Consignes:
[A] Selon le document, pourquoi le geste de Marine Le Pen reste-t-il bas et ne mobilise-t-il le plus souvent qu'un seul bras ? Répondez en une à trois phrases.
[B] Reproduisez le passage du document situé entre « Une tactique de » et « au Parlement Européen. », ces deux extraits inclus.
[C] D'après le document, pour quel motif Marine Le Pen dresse-t-elle un procès en règle à François Hollande ?

Document:
Une tactique de débat inverse sa valeur en fonction du muscle de l’orateur qui la porte. En témoigne la passe d’arme qui eut lieu le mois dernier entre Le Pen et Hollande au Parlement Européen.

Marine Le Pen : « Merci, Madame Merkel, de nous faire le plaisir de venir avec votre vice chancelier, administrateur de la province France. Monsieur le vice chancelier, j’aurais aimé pouvoir vous appeler Monsieur le Président de la République par respect pour votre fonction, mais pas plus que votre prédécesseur vous n’exercez cette présidence… » Debout à sa place dans l’hémicycle, son texte posé plus bas sur la table, Marine Le Pen commence fort. Fort dans son attaque, parce qu’elle fait quelque chose de son texte. La tête penchée pour lire son discours, elle reste droite et conserve dans sa nuque inclinée une tonicité qui laisse libre son larynx, permettant ainsi à ses cordes vocales de bien travailler. Elle passe aisément de l’aigüe au grave et du grave à l’aigüe selon les nuances de sa pensée, et les notes graves de ses fins de phrases sont parfaitement audibles. Son geste est bas, prêt du corps, et ne mobilise le plus souvent qu’un seul bras, car toute son énergie passe dans sa voix. Après ce début percutant, elle dresse à François Hollande, assis à côté d’Angela Merkel, un procès en règle pour abandon de la souveraineté nationale.

Extraits de données:

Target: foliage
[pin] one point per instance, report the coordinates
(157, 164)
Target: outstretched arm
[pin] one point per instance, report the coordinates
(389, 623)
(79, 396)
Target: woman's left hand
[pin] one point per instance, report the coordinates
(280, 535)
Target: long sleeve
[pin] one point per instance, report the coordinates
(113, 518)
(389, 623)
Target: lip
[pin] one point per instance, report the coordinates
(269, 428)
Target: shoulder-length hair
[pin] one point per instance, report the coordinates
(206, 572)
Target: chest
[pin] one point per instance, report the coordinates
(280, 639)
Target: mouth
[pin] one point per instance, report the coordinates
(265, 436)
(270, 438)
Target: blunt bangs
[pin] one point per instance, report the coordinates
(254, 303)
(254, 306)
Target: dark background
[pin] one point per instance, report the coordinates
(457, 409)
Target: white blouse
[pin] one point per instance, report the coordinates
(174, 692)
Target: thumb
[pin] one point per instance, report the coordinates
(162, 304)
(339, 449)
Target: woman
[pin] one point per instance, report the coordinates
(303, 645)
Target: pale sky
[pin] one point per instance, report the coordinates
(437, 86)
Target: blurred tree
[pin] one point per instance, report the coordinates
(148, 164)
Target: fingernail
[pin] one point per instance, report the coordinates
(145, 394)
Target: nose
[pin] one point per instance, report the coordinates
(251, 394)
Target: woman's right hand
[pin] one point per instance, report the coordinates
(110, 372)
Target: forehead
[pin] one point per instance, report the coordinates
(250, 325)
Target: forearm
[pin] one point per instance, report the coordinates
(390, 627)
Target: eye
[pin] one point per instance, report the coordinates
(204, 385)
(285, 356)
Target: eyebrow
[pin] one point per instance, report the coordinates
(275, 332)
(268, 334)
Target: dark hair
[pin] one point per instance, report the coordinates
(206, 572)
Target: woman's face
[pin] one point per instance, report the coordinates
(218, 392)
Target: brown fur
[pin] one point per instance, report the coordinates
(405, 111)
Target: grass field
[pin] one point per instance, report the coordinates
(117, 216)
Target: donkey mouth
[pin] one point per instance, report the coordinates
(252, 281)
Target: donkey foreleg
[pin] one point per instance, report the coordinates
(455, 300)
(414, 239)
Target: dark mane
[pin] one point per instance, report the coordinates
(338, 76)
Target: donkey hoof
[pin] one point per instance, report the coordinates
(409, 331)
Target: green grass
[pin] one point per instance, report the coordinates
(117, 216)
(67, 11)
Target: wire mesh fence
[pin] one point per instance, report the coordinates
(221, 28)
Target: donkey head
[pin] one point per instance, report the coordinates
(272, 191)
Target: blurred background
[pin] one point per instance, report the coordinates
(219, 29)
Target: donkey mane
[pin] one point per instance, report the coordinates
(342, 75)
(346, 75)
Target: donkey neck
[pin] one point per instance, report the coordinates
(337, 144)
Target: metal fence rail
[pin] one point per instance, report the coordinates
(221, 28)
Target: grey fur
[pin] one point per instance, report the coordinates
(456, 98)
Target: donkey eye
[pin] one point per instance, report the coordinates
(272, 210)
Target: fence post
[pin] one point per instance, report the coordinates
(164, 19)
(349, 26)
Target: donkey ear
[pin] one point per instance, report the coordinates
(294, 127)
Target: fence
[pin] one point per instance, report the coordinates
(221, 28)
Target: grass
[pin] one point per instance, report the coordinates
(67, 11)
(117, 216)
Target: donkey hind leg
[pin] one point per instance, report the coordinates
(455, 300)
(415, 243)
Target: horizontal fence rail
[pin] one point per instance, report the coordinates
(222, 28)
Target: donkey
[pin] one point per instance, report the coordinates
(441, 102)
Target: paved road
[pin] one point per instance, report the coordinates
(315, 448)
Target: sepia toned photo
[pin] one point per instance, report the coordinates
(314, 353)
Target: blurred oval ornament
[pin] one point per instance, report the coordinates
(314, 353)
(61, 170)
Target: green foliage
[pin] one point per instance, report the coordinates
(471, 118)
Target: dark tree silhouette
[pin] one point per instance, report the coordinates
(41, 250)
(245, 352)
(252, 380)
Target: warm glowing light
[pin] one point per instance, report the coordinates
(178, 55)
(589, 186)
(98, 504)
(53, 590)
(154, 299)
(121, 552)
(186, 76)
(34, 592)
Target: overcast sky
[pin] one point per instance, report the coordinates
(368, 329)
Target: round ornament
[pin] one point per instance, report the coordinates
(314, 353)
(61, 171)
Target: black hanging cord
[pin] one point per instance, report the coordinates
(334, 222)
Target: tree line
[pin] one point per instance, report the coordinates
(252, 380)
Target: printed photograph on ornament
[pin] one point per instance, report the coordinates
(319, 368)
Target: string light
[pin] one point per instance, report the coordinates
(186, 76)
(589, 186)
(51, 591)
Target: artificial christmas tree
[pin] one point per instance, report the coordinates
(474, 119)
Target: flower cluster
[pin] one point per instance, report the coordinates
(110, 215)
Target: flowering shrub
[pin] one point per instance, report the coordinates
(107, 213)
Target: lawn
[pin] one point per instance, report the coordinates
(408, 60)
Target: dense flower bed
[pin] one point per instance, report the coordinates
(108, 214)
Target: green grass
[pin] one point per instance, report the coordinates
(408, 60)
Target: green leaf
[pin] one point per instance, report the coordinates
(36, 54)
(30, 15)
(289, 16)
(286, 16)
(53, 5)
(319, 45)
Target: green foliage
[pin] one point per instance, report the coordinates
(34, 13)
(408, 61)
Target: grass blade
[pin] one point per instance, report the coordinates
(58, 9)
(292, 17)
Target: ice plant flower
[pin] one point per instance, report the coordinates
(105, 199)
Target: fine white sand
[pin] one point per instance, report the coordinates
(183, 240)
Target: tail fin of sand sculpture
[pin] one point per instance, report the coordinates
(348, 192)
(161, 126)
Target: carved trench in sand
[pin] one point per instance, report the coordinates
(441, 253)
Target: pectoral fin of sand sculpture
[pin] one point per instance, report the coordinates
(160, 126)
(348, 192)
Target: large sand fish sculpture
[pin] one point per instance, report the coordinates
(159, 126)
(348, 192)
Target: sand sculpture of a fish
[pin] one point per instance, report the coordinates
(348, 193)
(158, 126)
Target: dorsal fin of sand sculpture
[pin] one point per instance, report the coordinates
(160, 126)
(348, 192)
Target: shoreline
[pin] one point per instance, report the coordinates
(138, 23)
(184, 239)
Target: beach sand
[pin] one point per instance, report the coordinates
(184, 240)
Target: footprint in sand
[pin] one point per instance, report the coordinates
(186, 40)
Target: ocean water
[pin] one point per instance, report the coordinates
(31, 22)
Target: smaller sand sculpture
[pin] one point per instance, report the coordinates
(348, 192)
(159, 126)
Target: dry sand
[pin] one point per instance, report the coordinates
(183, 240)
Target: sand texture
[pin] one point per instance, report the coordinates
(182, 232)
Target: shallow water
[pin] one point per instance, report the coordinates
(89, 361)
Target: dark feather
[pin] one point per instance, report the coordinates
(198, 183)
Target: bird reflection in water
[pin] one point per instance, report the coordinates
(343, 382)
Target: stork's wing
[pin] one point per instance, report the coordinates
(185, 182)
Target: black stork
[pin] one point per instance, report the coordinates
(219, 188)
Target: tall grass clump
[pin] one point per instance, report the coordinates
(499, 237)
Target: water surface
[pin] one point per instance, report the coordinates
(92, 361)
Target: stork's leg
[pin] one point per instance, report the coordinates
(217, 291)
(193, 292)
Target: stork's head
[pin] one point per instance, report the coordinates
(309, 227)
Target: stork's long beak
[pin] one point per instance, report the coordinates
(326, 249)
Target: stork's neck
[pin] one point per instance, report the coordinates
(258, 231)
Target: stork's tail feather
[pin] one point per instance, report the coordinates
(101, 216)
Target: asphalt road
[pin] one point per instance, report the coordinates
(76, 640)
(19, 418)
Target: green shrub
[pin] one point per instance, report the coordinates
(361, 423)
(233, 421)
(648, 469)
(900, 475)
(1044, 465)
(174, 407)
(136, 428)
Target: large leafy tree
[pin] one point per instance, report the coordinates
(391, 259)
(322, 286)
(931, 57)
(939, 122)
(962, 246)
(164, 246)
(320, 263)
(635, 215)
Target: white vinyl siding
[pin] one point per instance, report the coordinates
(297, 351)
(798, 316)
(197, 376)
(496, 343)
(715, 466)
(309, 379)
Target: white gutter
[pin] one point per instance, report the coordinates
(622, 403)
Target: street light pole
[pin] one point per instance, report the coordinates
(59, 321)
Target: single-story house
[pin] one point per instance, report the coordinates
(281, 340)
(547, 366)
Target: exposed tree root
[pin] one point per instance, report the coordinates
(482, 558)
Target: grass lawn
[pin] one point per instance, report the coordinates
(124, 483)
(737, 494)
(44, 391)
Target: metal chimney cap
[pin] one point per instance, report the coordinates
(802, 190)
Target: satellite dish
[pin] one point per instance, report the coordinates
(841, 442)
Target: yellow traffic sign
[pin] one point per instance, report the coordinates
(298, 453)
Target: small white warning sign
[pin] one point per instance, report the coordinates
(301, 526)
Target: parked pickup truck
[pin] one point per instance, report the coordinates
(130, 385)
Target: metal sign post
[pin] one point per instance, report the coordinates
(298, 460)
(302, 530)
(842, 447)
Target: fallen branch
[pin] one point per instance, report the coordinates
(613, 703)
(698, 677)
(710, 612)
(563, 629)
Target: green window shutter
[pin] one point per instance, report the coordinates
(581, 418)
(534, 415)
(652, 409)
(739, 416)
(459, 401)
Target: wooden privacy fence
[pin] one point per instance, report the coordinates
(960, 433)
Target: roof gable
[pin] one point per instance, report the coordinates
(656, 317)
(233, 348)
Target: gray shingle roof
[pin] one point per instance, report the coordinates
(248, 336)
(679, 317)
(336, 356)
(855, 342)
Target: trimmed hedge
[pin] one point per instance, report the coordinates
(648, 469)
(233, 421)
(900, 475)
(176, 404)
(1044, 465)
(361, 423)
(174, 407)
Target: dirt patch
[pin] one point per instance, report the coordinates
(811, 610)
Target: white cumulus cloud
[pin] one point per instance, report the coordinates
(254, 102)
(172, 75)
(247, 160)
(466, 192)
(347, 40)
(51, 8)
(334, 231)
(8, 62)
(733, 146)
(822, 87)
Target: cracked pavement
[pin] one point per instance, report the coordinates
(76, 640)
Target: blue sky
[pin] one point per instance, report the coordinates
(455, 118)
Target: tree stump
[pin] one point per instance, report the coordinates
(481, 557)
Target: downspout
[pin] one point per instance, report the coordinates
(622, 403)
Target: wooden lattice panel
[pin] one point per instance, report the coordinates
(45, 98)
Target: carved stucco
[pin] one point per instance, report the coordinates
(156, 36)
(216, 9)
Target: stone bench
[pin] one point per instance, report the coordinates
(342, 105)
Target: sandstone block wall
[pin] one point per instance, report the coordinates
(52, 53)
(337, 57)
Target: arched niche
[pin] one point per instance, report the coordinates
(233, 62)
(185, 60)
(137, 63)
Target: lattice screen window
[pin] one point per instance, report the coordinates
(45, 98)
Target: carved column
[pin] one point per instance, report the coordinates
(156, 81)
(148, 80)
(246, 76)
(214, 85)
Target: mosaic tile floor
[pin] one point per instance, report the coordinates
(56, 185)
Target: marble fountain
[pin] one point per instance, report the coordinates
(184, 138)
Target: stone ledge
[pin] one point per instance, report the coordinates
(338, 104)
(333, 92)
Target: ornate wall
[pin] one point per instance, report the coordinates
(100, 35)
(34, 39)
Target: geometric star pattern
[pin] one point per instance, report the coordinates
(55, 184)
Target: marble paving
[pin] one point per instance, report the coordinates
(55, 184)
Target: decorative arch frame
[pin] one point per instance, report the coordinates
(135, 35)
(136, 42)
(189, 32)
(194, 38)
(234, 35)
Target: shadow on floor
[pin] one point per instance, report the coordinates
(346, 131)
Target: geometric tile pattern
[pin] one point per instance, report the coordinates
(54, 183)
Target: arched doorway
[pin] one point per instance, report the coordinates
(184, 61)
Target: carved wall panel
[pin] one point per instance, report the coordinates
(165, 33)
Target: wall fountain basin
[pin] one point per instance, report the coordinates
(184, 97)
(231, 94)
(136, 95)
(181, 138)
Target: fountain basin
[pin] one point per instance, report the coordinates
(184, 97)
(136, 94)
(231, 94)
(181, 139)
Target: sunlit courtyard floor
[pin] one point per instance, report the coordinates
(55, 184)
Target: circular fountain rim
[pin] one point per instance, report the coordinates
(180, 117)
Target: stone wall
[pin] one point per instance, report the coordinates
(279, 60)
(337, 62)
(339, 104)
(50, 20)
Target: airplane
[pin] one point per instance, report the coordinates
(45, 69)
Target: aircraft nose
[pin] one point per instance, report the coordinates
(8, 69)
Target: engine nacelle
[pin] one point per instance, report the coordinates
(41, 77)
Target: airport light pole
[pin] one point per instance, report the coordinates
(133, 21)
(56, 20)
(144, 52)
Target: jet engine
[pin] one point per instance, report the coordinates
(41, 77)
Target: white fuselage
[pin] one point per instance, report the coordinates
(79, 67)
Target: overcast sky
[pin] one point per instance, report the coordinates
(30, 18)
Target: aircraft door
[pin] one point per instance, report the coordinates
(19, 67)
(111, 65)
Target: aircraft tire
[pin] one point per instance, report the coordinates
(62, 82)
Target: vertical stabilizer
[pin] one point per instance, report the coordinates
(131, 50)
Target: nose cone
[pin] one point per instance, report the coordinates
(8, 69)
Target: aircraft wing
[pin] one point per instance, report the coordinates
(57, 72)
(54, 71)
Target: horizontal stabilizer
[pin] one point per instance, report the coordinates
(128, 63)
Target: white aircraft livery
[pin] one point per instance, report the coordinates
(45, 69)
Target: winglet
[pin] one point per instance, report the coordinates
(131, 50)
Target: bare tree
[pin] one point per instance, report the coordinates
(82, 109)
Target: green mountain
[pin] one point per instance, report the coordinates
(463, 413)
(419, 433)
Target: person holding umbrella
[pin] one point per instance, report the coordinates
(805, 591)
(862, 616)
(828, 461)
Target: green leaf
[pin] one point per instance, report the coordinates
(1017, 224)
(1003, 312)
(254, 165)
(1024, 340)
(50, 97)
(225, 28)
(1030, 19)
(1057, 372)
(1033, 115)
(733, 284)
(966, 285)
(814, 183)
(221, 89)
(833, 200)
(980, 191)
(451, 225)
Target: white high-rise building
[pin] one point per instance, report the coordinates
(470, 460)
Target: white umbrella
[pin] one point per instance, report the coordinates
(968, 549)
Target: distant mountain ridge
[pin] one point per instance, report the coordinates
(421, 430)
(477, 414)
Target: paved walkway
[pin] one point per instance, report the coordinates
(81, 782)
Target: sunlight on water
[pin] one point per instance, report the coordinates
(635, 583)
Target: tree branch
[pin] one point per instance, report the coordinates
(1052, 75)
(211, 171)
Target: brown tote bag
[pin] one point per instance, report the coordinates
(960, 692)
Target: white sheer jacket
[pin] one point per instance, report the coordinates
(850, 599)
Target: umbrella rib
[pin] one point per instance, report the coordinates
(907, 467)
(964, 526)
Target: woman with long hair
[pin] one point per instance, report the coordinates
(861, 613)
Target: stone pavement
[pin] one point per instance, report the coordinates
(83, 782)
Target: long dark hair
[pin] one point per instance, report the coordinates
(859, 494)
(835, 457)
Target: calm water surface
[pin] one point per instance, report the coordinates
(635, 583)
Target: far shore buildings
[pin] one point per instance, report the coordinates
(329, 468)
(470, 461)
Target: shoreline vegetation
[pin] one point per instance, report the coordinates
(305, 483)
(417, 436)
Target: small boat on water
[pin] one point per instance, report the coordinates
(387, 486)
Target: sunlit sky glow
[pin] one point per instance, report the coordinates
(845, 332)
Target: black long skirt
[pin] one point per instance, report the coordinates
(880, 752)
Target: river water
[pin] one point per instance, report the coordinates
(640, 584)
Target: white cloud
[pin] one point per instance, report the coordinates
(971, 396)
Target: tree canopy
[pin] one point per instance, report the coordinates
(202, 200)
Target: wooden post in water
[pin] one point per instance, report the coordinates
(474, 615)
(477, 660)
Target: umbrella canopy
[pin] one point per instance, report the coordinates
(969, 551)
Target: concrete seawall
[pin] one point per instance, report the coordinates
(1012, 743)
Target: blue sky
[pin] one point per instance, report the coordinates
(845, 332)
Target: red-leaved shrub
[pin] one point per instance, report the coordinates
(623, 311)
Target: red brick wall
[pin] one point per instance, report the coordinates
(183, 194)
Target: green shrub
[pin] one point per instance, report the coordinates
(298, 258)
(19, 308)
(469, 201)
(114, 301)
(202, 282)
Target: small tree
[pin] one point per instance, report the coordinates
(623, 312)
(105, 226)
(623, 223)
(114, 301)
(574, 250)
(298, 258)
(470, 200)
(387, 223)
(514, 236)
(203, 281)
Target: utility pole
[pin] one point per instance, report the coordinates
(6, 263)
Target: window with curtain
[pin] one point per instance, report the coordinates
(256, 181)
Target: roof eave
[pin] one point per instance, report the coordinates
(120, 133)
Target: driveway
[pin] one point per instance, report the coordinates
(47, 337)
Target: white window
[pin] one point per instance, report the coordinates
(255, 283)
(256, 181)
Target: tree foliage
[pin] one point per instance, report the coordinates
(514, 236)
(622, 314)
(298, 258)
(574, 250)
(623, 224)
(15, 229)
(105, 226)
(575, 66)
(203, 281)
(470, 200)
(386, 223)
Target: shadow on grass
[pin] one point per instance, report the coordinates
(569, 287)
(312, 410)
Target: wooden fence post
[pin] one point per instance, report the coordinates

Réponses:
[A] Son geste reste bas et n'engage le plus souvent qu'un seul bras parce que toute son énergie passe dans sa voix.

[B]
Une tactique de débat inverse sa valeur en fonction du muscle de l’orateur qui la porte. En témoigne la passe d’arme qui eut lieu le mois dernier entre Le Pen et Hollande au Parlement Européen.

[C] Pour abandon de la souveraineté nationale.